EXERCISE TASK: Carry on the passage about philosophy, mythology and ritual in ancient Indian religion, starting right after its final sentence.

TEXT TO READ:
The reasons can be analysed. Philosophy, Mythology and Ritual are the essential parts of every religion. If they are loosely connected to each other then it becomes difficult for a religion to survive. On the other hand if there is a strong bondage between the three, then the religion and the culture survive. Ancient Indians understood this principle and developed a close linkage between the three and thus preserved a great tradition.
There is a fair amount of philosophy in the mythological texts like the Purāṇas which also speak about the ritual traditions. So our Vedānta ācāryas quote profusely from the purāṇas in support of their philosophical arguments. While the Vedic texts were called as śruti, the purāṇas were treated like the smṛtis and both were held as authorities and were respected.
Likewise the performance of rituals was considered to be mandatory for people of all walks of life. Even a sannyāsin is expected to perform some of the rituals. It is, therefore, no wonder that the ritual traditions have a strong base in the philosophy of the land. The Gṛhyasūtras speak mainly on the saṁskāras or the rituals to be performed by people of all walks of life.
The word saṁskāra itself has a strong philosophical background. Śabara in his Jaiminīya-bhāṣya (3.1.3.660) defines it thus: ‘that which being effected makes an object or a person fit for a certain purpose’. Tantra-vārtika (3.8.9.1115) says ‘it is an action or a rite which imports fitness, arising from the removal of sins or from the generation of fresh qualities’. Vīramitrodaya (I.37) says, ‘saṁskāra is a peculiar excellence due to the performance of ordained rites which resides either in the soul or in the body and is of two kinds, one kind qualifying a person for the performance of other rites and the other removing the congenital defects (e.g. jātakarma).
Some of the saṁskāras pertain to the physiological events in a man’s life (birth rites) while some others cater to the social recognition of a particular status (e.g. Marriage rites). There are others which act on the psychology of man (rites which are meant to protect from evil influences).
The philosophical value of the saṁskāras also cannot be ruled out. Any person aiming to attain the ‘Highest Reality’ (Brahmasākṣatkāra) has to equip himself with the sādhana-catuṣṭaya – (i) nityānitya-vastu-viveka (discrimination between the permanent and the ephemeral) (ii) vairāgya(renunciation in all respects) (iii) qualities like śama (tranquillity of mind’ dama (control of the sense organs) and śraddhā (faith), and (iv) Mumukṣutva— intense desire for liberation.
An aspirant to the highest philosophical truth has to hear (śravaṇa) the texts importing ‘highest knowledge’, analyse in the mind (manana) what he has learnt and meditate (nididhyāsana) upon the ‘Supreme self’. All these can be achieved only when the mind is pure. Mental purity (cittaśuddhi) can be achieved through religious practices or rites performed with śraddhā (faith).

[Dataset items]

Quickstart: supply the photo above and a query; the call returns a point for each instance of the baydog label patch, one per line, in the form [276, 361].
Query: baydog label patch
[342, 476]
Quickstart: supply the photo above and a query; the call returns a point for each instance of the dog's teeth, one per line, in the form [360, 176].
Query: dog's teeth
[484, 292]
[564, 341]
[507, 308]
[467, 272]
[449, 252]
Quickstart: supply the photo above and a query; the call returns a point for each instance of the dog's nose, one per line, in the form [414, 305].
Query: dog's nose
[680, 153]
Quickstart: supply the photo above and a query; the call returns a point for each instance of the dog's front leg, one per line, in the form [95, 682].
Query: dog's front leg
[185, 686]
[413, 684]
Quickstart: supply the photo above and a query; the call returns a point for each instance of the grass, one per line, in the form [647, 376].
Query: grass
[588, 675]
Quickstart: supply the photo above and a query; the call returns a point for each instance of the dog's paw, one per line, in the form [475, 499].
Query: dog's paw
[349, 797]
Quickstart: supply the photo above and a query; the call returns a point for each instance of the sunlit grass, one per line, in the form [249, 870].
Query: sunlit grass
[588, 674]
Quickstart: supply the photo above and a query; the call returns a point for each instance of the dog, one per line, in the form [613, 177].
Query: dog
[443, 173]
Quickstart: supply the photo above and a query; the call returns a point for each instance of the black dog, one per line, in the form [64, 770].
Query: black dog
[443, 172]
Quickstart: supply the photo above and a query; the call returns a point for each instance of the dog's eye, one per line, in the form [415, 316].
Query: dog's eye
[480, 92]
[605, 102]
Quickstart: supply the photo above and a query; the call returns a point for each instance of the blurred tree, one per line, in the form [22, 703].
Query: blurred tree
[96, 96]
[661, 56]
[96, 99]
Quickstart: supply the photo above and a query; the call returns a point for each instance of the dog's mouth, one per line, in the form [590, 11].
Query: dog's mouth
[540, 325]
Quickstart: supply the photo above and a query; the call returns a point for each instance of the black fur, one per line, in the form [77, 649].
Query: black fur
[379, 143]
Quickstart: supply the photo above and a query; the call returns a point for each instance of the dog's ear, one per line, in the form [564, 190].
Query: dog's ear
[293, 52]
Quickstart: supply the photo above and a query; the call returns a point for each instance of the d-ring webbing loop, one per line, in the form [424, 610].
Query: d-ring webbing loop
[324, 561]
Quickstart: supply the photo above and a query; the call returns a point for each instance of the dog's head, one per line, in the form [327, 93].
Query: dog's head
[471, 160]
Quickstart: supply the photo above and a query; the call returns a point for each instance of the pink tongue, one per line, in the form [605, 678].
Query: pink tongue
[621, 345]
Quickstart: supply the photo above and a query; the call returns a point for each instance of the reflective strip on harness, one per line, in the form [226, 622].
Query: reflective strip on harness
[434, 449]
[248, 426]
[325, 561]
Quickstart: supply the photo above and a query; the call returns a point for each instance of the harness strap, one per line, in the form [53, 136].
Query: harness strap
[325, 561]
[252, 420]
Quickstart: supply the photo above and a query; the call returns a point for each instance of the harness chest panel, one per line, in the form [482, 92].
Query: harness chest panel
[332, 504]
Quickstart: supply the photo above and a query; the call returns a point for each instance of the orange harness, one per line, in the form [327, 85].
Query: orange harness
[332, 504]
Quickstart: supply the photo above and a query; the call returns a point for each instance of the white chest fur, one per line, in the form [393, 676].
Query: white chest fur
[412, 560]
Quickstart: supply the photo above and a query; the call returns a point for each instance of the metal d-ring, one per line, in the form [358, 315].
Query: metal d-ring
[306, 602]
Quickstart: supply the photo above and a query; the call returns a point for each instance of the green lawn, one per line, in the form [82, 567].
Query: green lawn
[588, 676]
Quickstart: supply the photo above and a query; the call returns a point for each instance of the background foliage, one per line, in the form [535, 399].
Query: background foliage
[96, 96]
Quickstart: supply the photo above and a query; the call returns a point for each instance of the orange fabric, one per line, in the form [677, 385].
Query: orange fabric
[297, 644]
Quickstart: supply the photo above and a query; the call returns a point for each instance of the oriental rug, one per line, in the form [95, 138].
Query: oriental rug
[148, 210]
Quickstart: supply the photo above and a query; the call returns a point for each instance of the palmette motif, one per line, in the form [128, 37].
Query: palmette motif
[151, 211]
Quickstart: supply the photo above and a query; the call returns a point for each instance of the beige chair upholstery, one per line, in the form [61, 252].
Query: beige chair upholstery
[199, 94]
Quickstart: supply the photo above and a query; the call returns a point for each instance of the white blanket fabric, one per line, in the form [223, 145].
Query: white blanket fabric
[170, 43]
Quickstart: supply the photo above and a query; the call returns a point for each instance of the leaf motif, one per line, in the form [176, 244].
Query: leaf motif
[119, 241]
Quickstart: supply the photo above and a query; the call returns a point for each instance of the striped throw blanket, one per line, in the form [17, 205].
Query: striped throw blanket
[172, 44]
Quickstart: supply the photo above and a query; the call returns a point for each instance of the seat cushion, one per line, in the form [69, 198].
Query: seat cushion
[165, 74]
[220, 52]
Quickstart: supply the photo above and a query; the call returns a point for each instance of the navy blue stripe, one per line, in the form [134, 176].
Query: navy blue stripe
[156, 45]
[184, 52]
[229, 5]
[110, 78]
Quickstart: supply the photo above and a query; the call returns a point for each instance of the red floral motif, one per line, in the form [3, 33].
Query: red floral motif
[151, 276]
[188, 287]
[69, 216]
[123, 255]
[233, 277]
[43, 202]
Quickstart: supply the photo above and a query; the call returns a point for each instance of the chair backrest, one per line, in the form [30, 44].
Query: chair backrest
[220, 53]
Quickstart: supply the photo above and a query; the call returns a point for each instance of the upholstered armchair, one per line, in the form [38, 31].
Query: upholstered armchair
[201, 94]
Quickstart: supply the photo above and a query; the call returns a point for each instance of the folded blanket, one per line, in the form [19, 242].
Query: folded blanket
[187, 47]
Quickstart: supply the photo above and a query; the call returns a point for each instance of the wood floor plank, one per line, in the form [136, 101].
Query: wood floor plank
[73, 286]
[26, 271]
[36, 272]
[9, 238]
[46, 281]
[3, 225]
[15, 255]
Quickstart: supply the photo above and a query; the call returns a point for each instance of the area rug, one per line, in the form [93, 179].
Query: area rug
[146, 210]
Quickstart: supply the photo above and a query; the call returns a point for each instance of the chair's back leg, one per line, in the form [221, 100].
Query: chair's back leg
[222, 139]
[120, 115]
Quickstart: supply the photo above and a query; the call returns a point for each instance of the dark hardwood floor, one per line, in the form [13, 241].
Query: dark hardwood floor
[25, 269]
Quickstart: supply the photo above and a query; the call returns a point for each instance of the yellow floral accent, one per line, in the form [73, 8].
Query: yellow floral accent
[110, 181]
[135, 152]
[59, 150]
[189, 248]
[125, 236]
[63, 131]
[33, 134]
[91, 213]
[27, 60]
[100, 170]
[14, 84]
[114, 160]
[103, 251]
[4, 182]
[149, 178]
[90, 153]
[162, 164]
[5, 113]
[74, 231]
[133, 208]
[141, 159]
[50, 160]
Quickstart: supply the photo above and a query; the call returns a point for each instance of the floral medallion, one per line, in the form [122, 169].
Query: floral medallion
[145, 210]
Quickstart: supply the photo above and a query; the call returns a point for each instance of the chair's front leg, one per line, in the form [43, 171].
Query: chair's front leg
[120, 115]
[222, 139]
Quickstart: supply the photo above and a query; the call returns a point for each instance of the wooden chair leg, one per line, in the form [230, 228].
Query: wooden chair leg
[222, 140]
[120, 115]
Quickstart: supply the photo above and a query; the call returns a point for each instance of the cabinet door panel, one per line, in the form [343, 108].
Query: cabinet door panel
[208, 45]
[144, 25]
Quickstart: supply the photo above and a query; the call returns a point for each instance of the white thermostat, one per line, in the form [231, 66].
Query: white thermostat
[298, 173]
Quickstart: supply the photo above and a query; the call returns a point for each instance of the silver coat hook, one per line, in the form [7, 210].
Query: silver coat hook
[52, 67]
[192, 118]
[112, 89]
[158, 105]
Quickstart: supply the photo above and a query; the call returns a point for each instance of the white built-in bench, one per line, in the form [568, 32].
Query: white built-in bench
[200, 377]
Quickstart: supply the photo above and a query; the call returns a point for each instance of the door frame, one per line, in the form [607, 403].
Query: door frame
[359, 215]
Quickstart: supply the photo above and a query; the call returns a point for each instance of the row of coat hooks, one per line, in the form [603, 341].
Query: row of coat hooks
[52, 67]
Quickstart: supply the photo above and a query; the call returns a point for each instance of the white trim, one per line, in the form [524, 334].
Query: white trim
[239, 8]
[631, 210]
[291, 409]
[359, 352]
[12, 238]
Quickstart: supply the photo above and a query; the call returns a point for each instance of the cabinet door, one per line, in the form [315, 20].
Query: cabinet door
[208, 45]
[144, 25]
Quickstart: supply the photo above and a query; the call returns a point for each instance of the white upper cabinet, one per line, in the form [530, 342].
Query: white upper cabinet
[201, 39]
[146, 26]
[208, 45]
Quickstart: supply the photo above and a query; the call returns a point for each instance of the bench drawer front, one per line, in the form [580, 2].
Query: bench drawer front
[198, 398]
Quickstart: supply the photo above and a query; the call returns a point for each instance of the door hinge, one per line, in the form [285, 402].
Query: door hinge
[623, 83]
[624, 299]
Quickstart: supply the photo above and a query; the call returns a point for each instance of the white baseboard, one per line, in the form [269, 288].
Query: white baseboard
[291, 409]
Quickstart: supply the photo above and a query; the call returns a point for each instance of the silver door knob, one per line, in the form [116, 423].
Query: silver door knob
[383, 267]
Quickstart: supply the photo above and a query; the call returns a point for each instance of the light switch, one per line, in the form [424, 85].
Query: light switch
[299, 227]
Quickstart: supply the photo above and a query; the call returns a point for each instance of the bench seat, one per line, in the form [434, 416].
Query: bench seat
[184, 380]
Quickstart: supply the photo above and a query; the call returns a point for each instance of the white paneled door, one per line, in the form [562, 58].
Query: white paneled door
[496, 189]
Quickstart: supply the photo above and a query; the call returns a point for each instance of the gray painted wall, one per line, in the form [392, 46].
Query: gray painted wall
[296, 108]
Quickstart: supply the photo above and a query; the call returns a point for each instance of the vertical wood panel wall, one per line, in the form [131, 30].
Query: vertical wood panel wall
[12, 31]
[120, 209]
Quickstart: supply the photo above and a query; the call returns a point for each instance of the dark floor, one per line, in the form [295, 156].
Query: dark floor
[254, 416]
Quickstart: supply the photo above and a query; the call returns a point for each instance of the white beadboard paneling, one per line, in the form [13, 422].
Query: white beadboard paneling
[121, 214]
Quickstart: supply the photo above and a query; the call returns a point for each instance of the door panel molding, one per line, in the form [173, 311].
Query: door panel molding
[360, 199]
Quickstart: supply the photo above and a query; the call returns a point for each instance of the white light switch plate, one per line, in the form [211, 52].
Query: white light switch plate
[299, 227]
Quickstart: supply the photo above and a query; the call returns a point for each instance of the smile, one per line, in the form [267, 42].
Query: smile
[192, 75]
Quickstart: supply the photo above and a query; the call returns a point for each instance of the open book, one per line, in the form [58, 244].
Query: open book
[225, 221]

ANSWER BELOW:
Ritual is a graded discipline and it takes man step by step from overt religious activities for gaining material ends to the meditation on the ‘Highest Reality’. Rituals have to be performed in order to go beyond the rituals, in pursuit of higher goals.
Ritual is thus an indispensable first step while the sādhanacatuṣṭaya, etc. are further higher steps leading to the ‘Highest Goal’. It is an essential means to the end. Some of the statements of Śaṅkara on karma may be analysed here since they are quite significant from the point of view of the rituals.
यस्तु अधिकृतः सङ्गं त्यक्त्वा फलाभिसन्धिं च नित्यं कर्म करोति, तस्य फलरागादिना अकलुषीक्रियमाणं अन्तःकरणं नित्यैश्च कर्मभिः संस्क्रियमाणं विशुध्यति । तत् विशुद्धं प्रसन्नं आत्मालोचनक्षमं भवति । तस्य एव नित्यकर्मानुष्ठानेन विशुद्धान्तःकरणस्य आत्मज्ञानाभिमुखस्य क्रमेण यथा तन्निष्ठा स्यात् ।(Gītābhāṣya of Śrī Śaṅkarācārya, XVIII, 10, Ed. Sri Ramakrishna Math, Chennai, 2005)
When a man performs higher kinds of works (nitya-karma), his mind, or antaḥkaraṇa, unsoiled by desire for results –without attachment and longing for results – becomes regenerated and pure. When thus purified, the mind becomes fit for contemplation on the Self. Thus the man whose mind has been purified by the performance of obligatory works (nitya-karma) and who is thus prepared to acquire the self-realisation, may gradually attain the jñāna-niṣṭhā (the final end).
अनभिसंधाय फलमनुष्ठितानि यज्ञादीनि मुमुक्षोः ज्ञानसाधनानि भवन्ति इति प्रपञ्चितम् ।… धर्मविशेष अनुग्रहो विद्यायाः सम्भवति । ( Brahmasutra-bhāṣya of Śrī Śaṅkarācārya III.4.27-28)
The seekers of liberation must perform the rituals and other obligatory duties without any longing for the fruits of such works. When performed like that, the works prove useful as a means to the birth of Spiritual regeneration of the mind.
अनाश्रितः कर्मफलं कार्यं कर्म करोति यः। स सन्न्यासी च योगी च न निरग्निर्न चाक्रियः॥ (Bhagagadgītā, VI.1)
‘He who is free from the desire for the fruits of action and performs action as a bounded duty – not as a kāmya karma he who performs actions thus, is superior to those who perform action on a different spirit……one who is devoted to action abandoning attachment for the results of action— performs for purification of mind and is said to be a sannyāsin or a yogin.’
कर्मफलसङ्कल्पसन्न्यासात् सन्न्यासित्वं योगाङ्गत्वेन च कर्मानुष्ठानात् कर्मफलसङ्कल्पस्य च चित्तविक्षेपहेतोः परित्यागात् योगित्वं च इति गौणम् उभयम् । (Śaṅkara’s commentary on Bhagavadgītā, VI.1)
Rituals are thus meant for purification of the mind. Selfish desires and passions are impediments to self-realisation. Unselfish karma (duties when not done with self-seeking motives) removes impediments, effect a proper function of the mind, and then lead to the final realization.
The rituals make a man rise above the base instincts of rāga and dveṣa (affection and aversion to sense objects) and prepare the ground for the mind to reach higher levels.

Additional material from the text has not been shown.